DOCUMENT EXTRACT —
Maurice Moulder

Biographical details
- Born: November 28, 1900 Linn Creek, Missouri, U.S.
- Died: November 6, 1983 (aged 82) Anthony, New Mexico, U.S.
- Alma mater: University of Missouri (BA)

Playing career

Football
- 1923–1925: Missouri
- Position(s): Quarterback

Coaching career (HC unless noted)

Football
- 1928–1933: Higginsville HS (MO)
- 1934–1936: New Mexico (assistant)
- 1937–1938: Iola HS (KS)
- 1939: Iola
- 1940–1942: Arizona State–Flagstaff
- 1943: New Mexico A&M
- 1950–1953: Gadsden HS (NM)

Basketball
- 1928–1934: Higginsville HS (MO)
- 1934–1937: New Mexico (freshmen)
- 1937–1939: Iola HS (KS)
- 1939–1940: Iola

Track and field
- 1934–1937: New Mexico (freshmen)
- 1940–?: Arizona State–Flagstaff

Administrative career (AD unless noted)
- 1939–1940: Iola

Head coaching record
- Overall: 10–16 (college football) 17–2 (junior college basketball)

Accomplishments and honors

Championships
- Basketball 1 KJCC East Division (1940)

= Maurice Moulder =

American football player and coach (1900–1983)

Maurice Morgan Moulder (November 28, 1900 – November 6, 1983) was an American football, basketball, and track and field coach and athletics administrator. He served as the head football coach at Arizona State Teachers College at Flagstaff—now known as Northern Arizona University—from 1940 to 1942 and the New Mexico College of Agriculture and Mechanic Arts—now known as New Mexico State University—in 1943, compiling a career college football head coaching record of 10–16.

Moulder was born in Linn Creek, Missouri, and attended public schools in Kansas City, Missouri, including Manual High School—now known as Manual Career & Technical Center—where he played football and ran track. He played college football as a quarterback as the University of Missouri under head coach Gwinn Henry as a quarterback from 1923 to 1925. He also competed in track at Missouri. Moulder began his coaching career in 1926 as Missouri assistant freshman football coach.

PROVIDED DATA —

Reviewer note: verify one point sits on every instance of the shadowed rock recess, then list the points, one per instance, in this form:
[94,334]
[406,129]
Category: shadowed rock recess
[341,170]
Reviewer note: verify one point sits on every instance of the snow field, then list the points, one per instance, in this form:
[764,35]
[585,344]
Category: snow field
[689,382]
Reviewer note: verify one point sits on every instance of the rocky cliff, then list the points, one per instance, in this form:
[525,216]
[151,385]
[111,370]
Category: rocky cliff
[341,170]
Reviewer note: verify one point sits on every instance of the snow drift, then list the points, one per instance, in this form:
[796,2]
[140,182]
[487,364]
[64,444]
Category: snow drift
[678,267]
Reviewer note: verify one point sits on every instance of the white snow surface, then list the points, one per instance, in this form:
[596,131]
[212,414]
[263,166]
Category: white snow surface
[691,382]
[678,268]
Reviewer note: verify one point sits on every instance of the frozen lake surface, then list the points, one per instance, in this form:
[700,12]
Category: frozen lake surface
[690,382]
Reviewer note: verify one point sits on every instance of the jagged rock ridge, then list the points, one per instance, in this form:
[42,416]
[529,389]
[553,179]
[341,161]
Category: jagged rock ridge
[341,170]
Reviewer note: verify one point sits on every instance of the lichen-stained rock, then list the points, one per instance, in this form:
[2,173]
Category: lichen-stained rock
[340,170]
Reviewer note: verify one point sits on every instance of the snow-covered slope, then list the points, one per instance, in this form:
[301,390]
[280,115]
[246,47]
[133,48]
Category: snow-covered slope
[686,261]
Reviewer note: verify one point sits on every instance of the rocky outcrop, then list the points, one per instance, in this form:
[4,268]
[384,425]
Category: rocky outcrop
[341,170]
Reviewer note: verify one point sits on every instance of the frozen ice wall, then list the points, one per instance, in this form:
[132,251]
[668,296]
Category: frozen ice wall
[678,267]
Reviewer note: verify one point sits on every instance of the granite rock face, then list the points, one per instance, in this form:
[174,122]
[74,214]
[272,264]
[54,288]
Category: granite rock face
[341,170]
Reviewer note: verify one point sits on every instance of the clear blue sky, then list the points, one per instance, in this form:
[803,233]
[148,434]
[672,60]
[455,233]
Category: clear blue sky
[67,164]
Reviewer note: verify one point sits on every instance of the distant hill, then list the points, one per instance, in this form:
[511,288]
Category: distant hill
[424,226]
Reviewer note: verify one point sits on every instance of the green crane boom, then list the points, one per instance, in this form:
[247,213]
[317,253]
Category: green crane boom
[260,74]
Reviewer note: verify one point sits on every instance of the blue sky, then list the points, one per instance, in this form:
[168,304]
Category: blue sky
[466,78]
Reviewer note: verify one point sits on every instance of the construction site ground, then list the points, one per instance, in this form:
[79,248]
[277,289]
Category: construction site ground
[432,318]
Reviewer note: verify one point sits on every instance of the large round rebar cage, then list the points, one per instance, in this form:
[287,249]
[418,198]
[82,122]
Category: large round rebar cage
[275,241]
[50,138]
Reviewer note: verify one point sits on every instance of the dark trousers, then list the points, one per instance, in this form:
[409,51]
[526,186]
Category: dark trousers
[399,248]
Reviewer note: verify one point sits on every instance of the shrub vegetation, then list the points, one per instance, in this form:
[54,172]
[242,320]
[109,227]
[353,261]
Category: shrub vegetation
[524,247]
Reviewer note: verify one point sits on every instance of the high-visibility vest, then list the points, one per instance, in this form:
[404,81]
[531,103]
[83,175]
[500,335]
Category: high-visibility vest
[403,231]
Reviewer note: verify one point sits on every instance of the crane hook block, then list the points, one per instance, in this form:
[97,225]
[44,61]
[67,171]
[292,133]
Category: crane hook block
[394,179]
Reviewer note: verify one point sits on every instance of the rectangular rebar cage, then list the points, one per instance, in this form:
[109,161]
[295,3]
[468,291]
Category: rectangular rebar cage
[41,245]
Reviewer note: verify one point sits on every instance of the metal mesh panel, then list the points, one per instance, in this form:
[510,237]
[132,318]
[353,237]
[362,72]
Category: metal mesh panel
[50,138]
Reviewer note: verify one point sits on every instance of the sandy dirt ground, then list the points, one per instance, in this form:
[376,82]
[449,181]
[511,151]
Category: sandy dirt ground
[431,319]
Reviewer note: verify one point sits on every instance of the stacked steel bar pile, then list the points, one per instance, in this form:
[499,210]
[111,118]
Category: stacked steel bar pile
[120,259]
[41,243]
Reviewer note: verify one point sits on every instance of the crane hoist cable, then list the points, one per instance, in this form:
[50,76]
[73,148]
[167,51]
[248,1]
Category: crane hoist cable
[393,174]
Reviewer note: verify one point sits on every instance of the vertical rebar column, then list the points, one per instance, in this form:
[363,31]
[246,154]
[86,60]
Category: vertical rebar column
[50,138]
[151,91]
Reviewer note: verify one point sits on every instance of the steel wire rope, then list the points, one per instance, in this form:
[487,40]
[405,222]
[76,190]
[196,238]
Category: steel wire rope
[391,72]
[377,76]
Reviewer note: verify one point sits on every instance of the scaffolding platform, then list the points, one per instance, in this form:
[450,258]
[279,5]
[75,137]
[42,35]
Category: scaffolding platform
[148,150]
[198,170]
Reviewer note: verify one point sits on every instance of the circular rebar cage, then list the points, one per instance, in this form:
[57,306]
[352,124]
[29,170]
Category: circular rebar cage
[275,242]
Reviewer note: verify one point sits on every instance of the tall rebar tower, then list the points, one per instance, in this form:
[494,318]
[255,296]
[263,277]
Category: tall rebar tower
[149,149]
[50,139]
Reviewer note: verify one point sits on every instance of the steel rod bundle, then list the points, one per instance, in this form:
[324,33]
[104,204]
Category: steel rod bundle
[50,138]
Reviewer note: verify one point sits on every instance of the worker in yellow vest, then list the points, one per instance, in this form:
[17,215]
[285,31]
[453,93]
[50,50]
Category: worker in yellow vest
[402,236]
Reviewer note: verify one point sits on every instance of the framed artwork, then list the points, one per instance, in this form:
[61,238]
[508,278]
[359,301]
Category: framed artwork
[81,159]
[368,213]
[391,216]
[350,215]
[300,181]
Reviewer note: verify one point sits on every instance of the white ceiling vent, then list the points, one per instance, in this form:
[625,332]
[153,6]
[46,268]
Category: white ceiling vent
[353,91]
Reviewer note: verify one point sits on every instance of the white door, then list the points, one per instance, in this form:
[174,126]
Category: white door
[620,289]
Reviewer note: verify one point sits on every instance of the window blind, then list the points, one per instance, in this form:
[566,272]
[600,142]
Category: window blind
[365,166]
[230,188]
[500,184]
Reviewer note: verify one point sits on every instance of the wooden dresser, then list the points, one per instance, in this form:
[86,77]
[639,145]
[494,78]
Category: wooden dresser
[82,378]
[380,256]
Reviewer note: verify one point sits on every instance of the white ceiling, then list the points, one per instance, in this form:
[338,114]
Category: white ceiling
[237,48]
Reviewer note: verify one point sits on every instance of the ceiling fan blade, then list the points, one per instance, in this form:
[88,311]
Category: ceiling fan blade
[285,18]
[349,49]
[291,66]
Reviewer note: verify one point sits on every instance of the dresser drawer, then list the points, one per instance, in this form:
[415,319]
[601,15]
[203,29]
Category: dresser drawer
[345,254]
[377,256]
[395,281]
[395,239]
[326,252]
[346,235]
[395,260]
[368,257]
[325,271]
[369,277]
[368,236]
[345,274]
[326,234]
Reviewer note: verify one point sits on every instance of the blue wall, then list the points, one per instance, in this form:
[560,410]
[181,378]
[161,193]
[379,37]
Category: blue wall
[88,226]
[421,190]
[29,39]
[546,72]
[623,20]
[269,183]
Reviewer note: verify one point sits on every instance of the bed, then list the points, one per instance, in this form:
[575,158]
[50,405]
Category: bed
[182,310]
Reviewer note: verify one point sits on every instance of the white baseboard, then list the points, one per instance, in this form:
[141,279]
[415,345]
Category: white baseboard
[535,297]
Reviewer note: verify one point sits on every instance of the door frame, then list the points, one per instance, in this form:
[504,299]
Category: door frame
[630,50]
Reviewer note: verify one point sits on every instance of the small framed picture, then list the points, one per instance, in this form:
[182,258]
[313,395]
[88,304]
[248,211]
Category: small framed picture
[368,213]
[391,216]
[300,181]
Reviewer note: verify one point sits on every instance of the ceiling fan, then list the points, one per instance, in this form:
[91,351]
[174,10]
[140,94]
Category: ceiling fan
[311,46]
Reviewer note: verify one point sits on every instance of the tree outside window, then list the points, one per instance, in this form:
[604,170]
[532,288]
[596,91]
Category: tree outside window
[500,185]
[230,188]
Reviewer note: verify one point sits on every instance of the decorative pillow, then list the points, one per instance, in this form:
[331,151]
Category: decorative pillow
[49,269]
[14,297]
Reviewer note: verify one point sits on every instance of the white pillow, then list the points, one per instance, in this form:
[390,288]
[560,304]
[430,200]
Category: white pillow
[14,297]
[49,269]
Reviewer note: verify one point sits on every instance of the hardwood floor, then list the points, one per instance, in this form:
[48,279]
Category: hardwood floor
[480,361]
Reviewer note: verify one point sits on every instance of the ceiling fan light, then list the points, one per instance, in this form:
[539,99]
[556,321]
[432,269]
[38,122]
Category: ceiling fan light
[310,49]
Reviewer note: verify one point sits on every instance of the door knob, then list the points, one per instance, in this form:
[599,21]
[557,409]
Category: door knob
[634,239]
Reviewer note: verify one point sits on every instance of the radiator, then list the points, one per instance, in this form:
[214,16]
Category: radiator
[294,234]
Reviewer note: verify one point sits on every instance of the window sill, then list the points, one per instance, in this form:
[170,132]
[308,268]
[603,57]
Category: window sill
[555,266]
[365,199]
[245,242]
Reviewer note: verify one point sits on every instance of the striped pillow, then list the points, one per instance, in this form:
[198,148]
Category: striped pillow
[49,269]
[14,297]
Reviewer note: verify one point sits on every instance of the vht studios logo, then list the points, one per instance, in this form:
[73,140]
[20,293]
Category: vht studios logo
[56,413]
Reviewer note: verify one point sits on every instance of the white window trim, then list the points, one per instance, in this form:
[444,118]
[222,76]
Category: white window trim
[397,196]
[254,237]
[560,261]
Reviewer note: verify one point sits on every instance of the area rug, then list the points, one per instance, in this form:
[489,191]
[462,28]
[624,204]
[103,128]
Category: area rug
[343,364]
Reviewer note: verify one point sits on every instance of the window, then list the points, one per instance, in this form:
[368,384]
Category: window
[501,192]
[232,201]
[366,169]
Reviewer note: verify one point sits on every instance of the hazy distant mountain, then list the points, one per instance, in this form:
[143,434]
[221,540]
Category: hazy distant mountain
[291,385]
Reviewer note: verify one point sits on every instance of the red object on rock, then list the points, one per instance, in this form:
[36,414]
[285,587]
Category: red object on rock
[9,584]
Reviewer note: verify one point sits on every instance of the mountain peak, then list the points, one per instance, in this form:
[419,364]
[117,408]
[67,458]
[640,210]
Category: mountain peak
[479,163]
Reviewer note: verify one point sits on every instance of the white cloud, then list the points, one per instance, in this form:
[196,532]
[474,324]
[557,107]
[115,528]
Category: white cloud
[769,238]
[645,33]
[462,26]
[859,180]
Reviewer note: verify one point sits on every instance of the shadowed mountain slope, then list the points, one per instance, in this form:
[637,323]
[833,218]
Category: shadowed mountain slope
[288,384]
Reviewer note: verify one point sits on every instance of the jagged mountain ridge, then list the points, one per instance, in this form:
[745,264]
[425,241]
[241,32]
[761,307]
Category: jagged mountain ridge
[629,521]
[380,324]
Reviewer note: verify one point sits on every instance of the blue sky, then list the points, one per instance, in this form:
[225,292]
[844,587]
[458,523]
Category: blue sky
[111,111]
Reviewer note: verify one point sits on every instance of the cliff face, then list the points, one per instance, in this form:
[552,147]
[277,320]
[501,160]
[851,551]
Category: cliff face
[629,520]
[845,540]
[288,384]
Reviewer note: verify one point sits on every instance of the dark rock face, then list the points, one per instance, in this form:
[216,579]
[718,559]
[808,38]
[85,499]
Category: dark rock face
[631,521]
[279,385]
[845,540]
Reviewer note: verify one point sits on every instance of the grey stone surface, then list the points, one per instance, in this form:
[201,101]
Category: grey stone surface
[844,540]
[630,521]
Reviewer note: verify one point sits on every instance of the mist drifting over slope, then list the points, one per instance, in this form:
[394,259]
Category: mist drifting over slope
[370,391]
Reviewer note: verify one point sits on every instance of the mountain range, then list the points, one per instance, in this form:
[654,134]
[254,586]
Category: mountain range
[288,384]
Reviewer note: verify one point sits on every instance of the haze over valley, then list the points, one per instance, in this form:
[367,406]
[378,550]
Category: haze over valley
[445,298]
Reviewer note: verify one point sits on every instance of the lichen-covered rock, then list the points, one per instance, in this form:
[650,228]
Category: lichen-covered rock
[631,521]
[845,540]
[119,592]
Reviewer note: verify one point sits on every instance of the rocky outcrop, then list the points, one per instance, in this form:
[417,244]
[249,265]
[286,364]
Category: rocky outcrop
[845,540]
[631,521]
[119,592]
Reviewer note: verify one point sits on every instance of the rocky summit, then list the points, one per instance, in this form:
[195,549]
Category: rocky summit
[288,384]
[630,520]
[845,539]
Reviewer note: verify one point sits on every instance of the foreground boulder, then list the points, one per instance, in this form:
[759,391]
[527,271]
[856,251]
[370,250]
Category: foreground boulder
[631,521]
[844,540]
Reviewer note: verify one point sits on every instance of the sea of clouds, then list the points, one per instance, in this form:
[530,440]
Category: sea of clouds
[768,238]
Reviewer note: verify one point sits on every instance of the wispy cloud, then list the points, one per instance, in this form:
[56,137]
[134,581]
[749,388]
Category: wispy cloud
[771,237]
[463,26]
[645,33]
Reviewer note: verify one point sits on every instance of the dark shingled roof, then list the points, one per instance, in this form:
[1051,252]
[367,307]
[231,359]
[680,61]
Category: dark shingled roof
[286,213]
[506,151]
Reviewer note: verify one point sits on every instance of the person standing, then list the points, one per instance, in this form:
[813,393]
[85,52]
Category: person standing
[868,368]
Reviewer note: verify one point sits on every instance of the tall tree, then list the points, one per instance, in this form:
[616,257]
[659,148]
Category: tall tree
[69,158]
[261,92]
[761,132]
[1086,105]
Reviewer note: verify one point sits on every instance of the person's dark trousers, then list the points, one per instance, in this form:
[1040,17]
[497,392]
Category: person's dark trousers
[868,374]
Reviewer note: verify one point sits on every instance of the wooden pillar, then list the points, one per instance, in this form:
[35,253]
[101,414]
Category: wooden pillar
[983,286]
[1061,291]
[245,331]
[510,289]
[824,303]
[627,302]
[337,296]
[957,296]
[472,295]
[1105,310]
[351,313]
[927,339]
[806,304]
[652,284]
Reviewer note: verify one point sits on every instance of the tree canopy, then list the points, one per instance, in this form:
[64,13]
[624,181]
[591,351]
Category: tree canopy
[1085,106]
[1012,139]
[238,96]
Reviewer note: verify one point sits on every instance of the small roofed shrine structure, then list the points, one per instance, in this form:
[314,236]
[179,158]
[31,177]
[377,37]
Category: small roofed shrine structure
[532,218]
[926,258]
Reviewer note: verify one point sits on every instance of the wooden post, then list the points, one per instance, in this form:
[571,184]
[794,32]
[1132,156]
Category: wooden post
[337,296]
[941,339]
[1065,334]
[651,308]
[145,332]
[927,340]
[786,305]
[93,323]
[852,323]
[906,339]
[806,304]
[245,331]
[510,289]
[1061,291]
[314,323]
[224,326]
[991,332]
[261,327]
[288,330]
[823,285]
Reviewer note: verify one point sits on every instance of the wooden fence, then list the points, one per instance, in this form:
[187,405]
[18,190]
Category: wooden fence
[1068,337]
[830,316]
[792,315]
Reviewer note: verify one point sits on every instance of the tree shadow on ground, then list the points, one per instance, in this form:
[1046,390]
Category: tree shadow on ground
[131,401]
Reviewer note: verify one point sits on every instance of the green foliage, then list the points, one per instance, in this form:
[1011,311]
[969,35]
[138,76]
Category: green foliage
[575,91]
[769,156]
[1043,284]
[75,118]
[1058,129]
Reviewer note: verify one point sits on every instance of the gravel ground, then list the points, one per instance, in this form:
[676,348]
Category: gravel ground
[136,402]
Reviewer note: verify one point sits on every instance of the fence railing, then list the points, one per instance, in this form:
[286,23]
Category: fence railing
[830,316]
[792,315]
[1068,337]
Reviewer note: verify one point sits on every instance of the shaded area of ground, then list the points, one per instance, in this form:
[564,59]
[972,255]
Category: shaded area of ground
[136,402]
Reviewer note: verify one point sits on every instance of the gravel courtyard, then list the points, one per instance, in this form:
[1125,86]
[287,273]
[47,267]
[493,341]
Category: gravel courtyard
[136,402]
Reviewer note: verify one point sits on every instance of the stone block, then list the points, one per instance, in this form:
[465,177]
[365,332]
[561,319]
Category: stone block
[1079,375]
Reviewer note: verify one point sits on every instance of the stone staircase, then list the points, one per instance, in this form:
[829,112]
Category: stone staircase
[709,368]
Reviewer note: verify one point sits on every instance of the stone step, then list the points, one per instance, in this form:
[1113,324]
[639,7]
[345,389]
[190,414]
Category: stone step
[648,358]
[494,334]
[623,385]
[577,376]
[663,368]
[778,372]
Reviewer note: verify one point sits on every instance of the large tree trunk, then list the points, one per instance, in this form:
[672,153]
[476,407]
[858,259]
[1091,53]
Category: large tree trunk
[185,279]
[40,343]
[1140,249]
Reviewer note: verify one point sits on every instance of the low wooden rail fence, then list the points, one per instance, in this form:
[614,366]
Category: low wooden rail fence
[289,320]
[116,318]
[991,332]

PROBLEM 1 —
Based on the Maurice Moulder biography, answer yes or no to each statement below, and quote the words from the biography that decide it. (a) Moulder was born in Kansas City, Missouri. (b) Moulder was head football coach at the New Mexico College of Agriculture and Mechanic Arts in 1943. (c) Moulder's coaching career began in 1928.
PROBLEM 2 —
Pick up the Maurice Moulder biography where it stops and keep writing.

WRITTEN REPLY 1 —
(a) No: "Moulder was born in Linn Creek, Missouri"
(b) Yes: "the New Mexico College of Agriculture and Mechanic Arts—now known as New Mexico State University—in 1943"
(c) No: "Moulder began his coaching career in 1926 as Missouri assistant freshman football coach."

WRITTEN REPLY 2 —
In 1928, Moulder was hired as football coach at Higginsville High School in Higginsville, Missouri. He also coached basketball at Higginsville. Moulder rejoined Henry in 1934 as an assistant football coach at the University of New Mexico. He assisted Henry with the New Mexico Lobos football team for three seasons, through 1936, and also was head coach of New Mexico's freshman basketball and track teams. Moulder left New Mexico in 1937 to coach at Iola High School in Iola, Kansas. There he coached football and basketball for two years before moving to Iola Junior College–now known as Allen Community College. He led the Iola Junior College basketball team to a record of 17–2 and the East Division title of the Kansas Junior College Conference (KJCC) in the 1939–40 season. Moulder was appointed head football and track coach at Arizona State Teachers College at Flagstaff—now known as Northern Arizona University—in 1940.

Moulder died on November 6, 1983, at a nursing home in Anthony, New Mexico.

==Head coaching record==
===College football===

| Year | Team | Overall | Conference | Standing | Bowl/playoffs |
Arizona State Flagstaff–Lumberjacks (Border Conference) (1940–1942)
| 1940 | Arizona State–Flagstaff | 2–6 | 0–5 | 7th |  |
| 1941 | Arizona State–Flagstaff | 3–5 | 1–5 | 8th |  |
| 1942 | Arizona State–Flagstaff | 1–5 | 1–4 | 8th |  |
| Arizona State–Flagstaff: |  | 6–16 | 2–14 |  |  |  |  |  |
New Mexico A&M Aggies (Border Conference) (1943)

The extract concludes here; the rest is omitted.